Goal:
Identify the line with "[pin] cockpit window"; copy word for word that line and every one after it, to the end of the listing. Exclude pictures.

Dataset records:
────────────────────────────────────────
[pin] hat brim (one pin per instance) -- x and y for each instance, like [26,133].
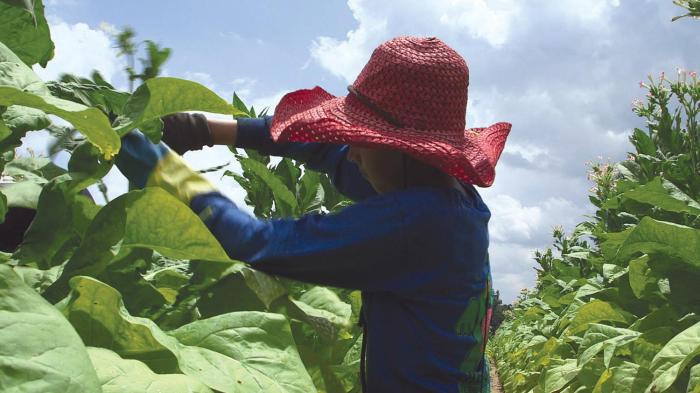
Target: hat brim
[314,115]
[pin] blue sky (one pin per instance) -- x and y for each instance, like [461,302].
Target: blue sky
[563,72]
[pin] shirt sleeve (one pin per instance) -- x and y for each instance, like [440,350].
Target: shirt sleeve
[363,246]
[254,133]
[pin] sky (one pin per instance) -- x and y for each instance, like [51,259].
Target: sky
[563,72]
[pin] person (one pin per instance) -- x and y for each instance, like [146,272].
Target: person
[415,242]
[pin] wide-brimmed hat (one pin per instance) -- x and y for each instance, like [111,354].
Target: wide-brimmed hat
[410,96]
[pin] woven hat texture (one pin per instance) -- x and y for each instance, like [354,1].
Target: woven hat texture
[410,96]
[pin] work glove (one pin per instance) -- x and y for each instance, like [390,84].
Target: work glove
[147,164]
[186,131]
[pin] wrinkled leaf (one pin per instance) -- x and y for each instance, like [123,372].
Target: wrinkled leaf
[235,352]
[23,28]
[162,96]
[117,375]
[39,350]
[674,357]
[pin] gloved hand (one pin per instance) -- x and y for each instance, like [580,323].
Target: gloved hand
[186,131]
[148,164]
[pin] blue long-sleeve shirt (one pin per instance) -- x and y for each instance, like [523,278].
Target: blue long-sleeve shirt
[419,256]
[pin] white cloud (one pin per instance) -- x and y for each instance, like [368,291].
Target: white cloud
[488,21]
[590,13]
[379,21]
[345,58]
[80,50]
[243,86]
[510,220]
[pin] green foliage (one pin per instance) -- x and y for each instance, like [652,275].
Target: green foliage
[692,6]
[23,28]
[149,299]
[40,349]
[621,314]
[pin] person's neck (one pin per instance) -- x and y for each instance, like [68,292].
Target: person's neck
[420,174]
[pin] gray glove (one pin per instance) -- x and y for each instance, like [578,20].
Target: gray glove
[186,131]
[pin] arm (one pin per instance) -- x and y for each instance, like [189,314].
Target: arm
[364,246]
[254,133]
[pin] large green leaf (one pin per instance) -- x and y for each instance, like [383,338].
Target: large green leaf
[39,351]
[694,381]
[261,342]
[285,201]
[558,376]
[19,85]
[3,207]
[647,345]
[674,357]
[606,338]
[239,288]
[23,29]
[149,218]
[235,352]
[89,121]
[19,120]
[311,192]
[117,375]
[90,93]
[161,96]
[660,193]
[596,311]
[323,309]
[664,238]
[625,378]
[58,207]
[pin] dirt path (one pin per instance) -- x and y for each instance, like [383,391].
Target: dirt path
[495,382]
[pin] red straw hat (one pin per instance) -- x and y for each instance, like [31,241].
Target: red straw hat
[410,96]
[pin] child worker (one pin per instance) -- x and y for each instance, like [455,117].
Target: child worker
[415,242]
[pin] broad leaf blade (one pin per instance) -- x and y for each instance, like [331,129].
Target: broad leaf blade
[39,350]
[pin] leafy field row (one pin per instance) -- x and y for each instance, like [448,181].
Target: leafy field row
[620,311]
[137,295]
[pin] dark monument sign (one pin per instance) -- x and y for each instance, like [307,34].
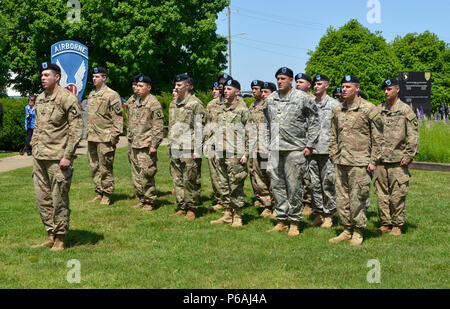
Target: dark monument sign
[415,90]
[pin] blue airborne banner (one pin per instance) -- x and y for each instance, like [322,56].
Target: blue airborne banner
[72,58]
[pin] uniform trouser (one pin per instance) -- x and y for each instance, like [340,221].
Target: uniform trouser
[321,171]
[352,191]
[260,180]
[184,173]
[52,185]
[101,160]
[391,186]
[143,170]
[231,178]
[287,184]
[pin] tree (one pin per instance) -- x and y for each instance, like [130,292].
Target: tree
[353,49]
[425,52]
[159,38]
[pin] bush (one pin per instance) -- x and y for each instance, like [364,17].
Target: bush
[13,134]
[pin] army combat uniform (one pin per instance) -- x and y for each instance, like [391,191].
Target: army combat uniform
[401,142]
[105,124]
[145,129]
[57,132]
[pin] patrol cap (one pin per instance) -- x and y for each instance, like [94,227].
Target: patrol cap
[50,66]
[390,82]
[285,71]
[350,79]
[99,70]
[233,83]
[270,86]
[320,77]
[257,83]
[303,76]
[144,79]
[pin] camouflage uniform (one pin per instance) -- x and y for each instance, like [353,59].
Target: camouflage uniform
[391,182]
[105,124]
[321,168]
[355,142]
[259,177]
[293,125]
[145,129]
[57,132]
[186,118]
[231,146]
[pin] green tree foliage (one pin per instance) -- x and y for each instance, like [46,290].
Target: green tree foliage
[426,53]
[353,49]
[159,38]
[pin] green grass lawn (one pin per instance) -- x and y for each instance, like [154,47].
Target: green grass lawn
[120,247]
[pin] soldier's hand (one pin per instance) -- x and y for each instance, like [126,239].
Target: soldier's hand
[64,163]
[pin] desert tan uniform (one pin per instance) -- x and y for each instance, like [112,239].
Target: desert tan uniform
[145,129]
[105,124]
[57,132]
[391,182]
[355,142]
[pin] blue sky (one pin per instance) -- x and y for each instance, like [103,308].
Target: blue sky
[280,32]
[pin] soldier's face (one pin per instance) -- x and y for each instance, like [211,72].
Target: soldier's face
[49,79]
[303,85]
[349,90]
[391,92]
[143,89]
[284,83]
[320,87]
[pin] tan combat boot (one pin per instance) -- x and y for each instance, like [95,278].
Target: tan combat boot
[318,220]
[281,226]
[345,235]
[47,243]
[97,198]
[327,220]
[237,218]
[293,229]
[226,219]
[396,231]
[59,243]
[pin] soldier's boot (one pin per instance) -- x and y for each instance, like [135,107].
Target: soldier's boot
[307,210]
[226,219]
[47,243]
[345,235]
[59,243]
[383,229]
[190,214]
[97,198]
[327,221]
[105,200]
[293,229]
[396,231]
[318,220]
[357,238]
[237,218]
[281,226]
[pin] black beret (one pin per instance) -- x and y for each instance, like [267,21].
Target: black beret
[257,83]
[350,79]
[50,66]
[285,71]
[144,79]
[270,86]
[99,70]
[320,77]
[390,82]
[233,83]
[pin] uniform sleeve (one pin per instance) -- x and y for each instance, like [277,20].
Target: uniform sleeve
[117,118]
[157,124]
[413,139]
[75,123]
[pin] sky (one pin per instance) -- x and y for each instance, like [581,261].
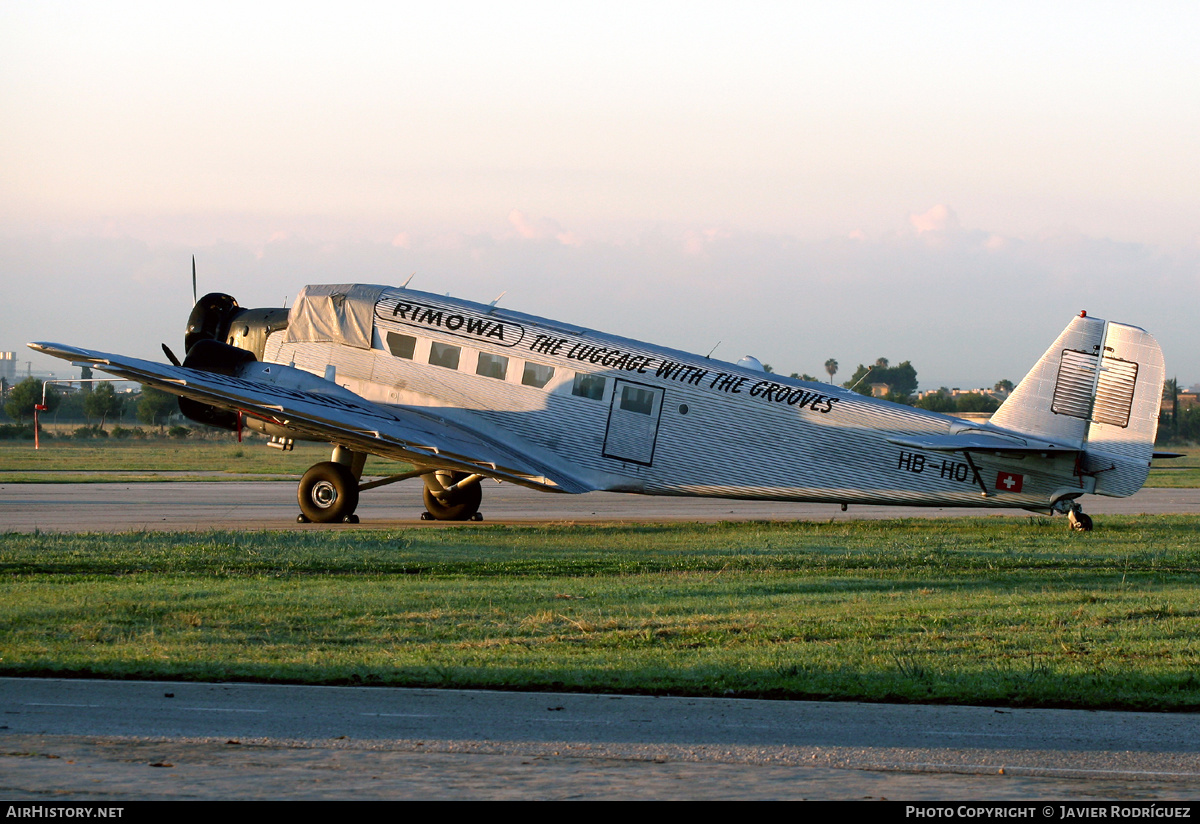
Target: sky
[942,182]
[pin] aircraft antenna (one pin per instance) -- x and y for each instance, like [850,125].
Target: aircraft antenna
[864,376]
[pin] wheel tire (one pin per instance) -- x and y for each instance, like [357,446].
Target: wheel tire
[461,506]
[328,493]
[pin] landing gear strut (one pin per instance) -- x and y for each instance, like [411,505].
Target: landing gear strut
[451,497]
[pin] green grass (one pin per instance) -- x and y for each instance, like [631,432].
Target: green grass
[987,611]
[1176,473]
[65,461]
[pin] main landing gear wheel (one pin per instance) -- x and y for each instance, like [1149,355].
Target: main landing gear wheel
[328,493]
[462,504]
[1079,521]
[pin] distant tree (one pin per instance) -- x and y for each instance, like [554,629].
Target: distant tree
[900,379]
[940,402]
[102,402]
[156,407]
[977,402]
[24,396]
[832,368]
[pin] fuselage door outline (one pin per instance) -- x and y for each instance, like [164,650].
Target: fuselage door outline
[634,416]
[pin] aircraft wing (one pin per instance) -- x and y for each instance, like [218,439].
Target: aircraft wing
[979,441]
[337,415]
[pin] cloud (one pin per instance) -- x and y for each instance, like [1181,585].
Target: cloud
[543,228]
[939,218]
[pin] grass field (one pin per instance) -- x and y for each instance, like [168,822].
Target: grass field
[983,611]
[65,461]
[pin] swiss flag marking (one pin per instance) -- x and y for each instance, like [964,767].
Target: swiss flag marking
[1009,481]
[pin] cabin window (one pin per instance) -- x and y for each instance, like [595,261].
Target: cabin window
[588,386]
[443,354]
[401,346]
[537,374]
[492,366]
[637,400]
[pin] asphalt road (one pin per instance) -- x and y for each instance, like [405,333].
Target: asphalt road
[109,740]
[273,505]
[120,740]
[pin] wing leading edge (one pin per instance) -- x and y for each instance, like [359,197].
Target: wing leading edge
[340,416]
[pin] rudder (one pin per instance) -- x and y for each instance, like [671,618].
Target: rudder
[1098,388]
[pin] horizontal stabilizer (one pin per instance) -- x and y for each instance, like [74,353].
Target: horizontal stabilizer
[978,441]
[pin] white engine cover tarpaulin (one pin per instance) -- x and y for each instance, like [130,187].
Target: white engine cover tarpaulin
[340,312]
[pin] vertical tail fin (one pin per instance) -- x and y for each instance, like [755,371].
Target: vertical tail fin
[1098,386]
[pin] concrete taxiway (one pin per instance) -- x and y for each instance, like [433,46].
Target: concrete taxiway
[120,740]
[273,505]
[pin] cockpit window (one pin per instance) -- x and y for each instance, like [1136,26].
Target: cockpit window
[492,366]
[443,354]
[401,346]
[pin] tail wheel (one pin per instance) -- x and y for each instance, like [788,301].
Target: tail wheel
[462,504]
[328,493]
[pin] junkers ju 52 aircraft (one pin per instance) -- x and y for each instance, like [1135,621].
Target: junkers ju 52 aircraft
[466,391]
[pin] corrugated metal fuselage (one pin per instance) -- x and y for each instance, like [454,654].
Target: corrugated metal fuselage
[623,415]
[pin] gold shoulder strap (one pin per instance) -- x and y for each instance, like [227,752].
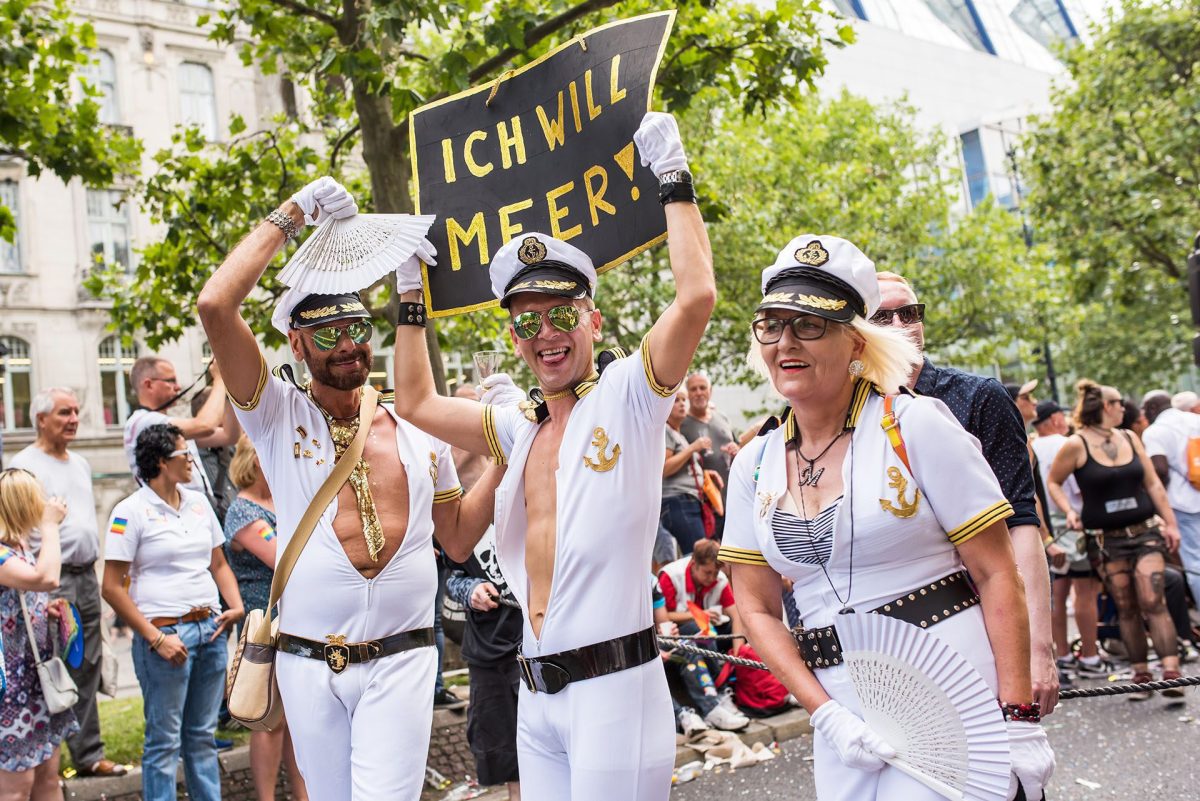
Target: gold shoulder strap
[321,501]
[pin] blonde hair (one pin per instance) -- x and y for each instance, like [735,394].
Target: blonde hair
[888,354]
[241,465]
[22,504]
────────────────────────────────────────
Task output:
[pin] cockpit window (one pin per instance) -- x and y for each instance, like [1136,26].
Target: cockpit window
[492,366]
[443,354]
[401,346]
[pin] tail wheel (one pin per instance) -- x and y for each instance, like [788,301].
Target: tail wheel
[462,504]
[328,493]
[pin] junkers ju 52 aircraft (one pin per instance) -- x and y for each instance, like [1135,621].
Target: junkers ju 52 aircraft
[466,391]
[pin] corrugated metal fuselage (one pin per instance) -- x and y for each instance, like [454,654].
Target: corrugated metal fuselage
[623,415]
[pin] gold shoulder strap (one pin per instance) -- x and y for each instance, like [227,752].
Target: gold shoulder strap
[321,501]
[pin] blonde hair (one pin per instance) -- x and y for each instance, like [735,394].
Target: blonde hair
[888,354]
[241,465]
[22,504]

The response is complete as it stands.